Listed entries =>
******

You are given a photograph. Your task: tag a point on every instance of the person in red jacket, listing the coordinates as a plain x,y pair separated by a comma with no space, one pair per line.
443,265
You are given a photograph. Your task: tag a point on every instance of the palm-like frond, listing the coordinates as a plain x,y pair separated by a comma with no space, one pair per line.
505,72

******

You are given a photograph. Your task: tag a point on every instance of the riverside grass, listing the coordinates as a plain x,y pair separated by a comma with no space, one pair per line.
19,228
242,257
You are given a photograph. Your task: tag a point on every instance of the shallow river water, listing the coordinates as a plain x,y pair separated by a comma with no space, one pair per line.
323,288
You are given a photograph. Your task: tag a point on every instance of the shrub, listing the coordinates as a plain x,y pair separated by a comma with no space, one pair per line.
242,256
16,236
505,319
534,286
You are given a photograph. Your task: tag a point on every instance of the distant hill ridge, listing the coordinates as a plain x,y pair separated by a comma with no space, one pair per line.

******

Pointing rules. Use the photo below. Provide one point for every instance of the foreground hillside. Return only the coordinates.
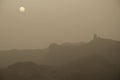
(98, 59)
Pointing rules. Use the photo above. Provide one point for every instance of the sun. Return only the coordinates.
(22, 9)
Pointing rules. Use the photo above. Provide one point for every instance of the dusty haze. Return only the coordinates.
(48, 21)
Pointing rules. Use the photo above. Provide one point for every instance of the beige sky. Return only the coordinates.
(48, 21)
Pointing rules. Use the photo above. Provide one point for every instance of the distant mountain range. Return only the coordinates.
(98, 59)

******

Gather from the items above every line that contains the word "distant", and copy each one as it appears.

The reply =>
You are given a photograph. Your task: tag a point on every instance of the distant hill ridge, listing the coordinates as a plain x,y pair separated by a comma with no space, one pair per line.
Pointing rules. Use the photo above. Provide one point for every instance of the distant mountain range. Return only the coordinates.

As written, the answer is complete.